--- START OF PROVIDED RECORDS ---

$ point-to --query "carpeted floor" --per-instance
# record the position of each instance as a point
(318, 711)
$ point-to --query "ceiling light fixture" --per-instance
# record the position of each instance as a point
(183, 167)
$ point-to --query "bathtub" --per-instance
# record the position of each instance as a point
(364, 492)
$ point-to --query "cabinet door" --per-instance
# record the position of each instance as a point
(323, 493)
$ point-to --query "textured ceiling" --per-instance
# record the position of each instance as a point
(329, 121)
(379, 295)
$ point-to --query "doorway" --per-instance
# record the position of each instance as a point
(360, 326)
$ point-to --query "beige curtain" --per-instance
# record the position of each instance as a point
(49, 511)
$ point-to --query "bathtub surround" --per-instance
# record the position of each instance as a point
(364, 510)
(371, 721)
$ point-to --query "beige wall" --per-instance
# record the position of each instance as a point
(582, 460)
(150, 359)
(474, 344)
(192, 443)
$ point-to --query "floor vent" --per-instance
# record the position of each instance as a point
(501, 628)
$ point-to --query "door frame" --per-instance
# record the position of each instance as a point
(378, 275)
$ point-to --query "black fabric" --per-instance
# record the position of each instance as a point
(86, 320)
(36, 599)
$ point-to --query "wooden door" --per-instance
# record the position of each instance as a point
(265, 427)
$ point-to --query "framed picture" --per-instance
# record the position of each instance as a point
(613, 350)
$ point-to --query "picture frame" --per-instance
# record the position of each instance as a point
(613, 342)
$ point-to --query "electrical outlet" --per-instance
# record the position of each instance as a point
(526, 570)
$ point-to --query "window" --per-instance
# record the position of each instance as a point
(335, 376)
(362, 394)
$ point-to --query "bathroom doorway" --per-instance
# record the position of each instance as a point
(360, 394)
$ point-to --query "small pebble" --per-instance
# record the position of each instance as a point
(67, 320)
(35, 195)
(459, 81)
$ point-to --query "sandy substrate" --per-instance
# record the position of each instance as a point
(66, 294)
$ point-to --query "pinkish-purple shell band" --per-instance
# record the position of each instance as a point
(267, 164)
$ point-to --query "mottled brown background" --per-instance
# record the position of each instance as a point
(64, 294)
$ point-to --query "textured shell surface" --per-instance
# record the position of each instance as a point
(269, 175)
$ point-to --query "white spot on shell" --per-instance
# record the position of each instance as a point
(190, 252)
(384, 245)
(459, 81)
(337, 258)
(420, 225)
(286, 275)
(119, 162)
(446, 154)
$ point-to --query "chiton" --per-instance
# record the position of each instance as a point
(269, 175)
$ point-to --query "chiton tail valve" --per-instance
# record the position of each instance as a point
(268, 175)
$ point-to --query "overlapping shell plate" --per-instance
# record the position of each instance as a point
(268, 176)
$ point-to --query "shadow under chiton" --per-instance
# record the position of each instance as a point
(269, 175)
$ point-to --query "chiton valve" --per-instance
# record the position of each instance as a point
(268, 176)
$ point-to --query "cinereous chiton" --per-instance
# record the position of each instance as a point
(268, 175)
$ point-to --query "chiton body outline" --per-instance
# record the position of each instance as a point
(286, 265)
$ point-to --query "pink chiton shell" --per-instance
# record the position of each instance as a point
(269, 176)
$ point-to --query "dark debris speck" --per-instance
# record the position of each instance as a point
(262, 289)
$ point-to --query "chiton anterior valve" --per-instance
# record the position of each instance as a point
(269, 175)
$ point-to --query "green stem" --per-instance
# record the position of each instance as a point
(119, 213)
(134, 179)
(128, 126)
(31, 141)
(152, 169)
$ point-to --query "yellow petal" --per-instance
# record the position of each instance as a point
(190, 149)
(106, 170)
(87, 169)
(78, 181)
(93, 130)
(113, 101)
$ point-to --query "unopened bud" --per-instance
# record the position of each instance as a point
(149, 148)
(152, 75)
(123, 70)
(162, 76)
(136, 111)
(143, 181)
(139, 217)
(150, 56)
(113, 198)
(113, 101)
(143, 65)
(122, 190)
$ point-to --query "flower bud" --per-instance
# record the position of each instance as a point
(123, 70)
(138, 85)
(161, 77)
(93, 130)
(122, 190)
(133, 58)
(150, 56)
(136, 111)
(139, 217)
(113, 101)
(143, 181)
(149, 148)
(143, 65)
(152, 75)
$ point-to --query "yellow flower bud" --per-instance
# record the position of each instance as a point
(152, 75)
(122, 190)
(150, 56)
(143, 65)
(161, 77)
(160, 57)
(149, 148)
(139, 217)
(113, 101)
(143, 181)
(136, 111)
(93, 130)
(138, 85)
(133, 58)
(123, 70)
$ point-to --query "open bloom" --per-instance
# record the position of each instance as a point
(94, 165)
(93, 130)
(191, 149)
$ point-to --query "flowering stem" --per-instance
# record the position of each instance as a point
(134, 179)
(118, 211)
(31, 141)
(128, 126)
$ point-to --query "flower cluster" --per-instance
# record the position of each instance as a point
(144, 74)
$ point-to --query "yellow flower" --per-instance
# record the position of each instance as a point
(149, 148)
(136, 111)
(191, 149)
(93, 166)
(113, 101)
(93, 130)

--- END OF PROVIDED RECORDS ---

Return the entries above exactly as they appear.

§ THE ANSWER
$ point-to --query "carpeted floor" --per-instance
# record the position of each instance as a point
(318, 711)
$ point-to --query "ceiling light fixture" --per-instance
# record the position of each instance as a point
(183, 167)
$ point-to --query "bathtub" --per-instance
# record the position of each instance as a point
(364, 492)
$ point-to --query "cabinet door" --per-instance
# record the position of each instance as a point
(323, 493)
$ point-to --query "textured ceiling" --per-instance
# record the position of each instance as a point
(329, 121)
(379, 295)
$ point-to --query "doorway" --per-instance
# record the position of each instance as a point
(360, 326)
$ point-to --query "beige curtain" --per-instance
# record the position of each instance as a point
(49, 511)
$ point-to --query "bathtub surround" --per-instance
# record the position of each instance as a point
(364, 510)
(371, 721)
$ point-to --query "beige wall" --per-instance
# record the position of each instance as a point
(582, 460)
(150, 359)
(474, 344)
(192, 443)
$ point-to --query "floor vent" --per-instance
# record the position of each instance as a point
(501, 628)
$ point-to --query "door frame" --per-instance
# record the position of each instance as a point
(378, 275)
$ point-to --query "black fabric" --per-instance
# record the position of each instance as a point
(86, 320)
(36, 599)
$ point-to --query "wooden door" --per-instance
# record the position of each instance as a point
(265, 427)
$ point-to --query "framed picture" --per-instance
# record the position of each instance as a point
(613, 350)
$ point-to --query "picture frame" --per-instance
# record the position of each instance as a point
(613, 342)
$ point-to --query "electrical outlet" --per-instance
# record the position of each instance as a point
(526, 570)
$ point-to --query "window" --per-instance
# record the position of each instance as a point
(335, 376)
(362, 394)
$ point-to --query "bathroom doorway" --per-instance
# record the position of each instance as a point
(360, 394)
$ point-to --query "small pebble" --per-instance
# record the position of each instance as a point
(67, 320)
(35, 195)
(459, 81)
$ point-to --query "sandy substrate" --per-instance
# record the position of each instance as a point
(66, 294)
$ point-to --query "pinkish-purple shell band" --per-instance
# record the position of each instance as a point
(267, 164)
$ point-to --query "mottled brown background" --per-instance
# record the position of each instance as a point
(64, 294)
$ point-to --query "textured shell surface" --per-instance
# record the position of each instance as a point
(269, 175)
$ point-to --query "white spot on shell" --per-instance
# record the position of each instance as a point
(190, 252)
(384, 245)
(459, 81)
(337, 258)
(420, 225)
(286, 275)
(119, 162)
(446, 154)
$ point-to --query "chiton" --per-instance
# record the position of each instance as a point
(269, 175)
$ point-to --query "chiton tail valve" --per-instance
# record the position of each instance as a point
(268, 175)
$ point-to --query "overlapping shell plate" --per-instance
# record the position of each instance as a point
(268, 176)
$ point-to --query "shadow under chiton" --per-instance
# record the position of each instance as a point
(269, 175)
$ point-to --query "chiton valve" --per-instance
# record the position of each instance as a point
(268, 176)
$ point-to --query "cinereous chiton" --per-instance
# record the position of each instance as a point
(268, 175)
$ point-to --query "chiton body outline" --per-instance
# record the position of each instance as a point
(286, 265)
$ point-to --query "pink chiton shell" --per-instance
# record the position of each instance as a point
(269, 176)
$ point-to --query "dark debris speck" --per-instance
# record the position of each instance as a point
(262, 289)
$ point-to --query "chiton anterior valve" --per-instance
# record the position of each instance as a point
(269, 175)
$ point-to --query "green stem" --per-instance
# record the position of each instance as a point
(119, 213)
(134, 179)
(128, 126)
(31, 141)
(152, 169)
$ point-to --query "yellow petal" --per-instance
# record the position of each instance as a point
(190, 149)
(106, 170)
(87, 169)
(78, 181)
(93, 130)
(113, 101)
$ point-to --query "unopened bud" --per-instance
# record the position of each instance as a point
(149, 148)
(152, 75)
(123, 70)
(162, 76)
(136, 111)
(143, 181)
(139, 217)
(150, 56)
(113, 198)
(113, 101)
(143, 65)
(122, 190)
$ point-to --query "flower bud" --per-instance
# record the position of each instance as a point
(123, 70)
(138, 85)
(161, 77)
(93, 130)
(122, 190)
(133, 58)
(150, 56)
(136, 111)
(139, 217)
(113, 101)
(143, 181)
(149, 148)
(143, 65)
(152, 75)
$ point-to --query "yellow flower bud" --per-instance
# record the position of each instance as a point
(152, 75)
(122, 190)
(150, 56)
(143, 65)
(161, 77)
(160, 57)
(149, 148)
(139, 217)
(113, 101)
(143, 181)
(136, 111)
(93, 130)
(138, 85)
(133, 58)
(123, 70)
$ point-to --query "open bloom" --per-instance
# record the position of each instance as a point
(94, 165)
(93, 130)
(191, 149)
$ point-to --query "flowering stem" --per-instance
# record the position of each instance as a point
(134, 179)
(118, 211)
(31, 141)
(128, 126)
$ point-to --query "flower cluster" --per-instance
# record the position of each instance as a point
(144, 74)
$ point-to --query "yellow flower" --per-instance
# record the position of each instance as a point
(149, 148)
(136, 111)
(191, 149)
(93, 166)
(113, 101)
(93, 130)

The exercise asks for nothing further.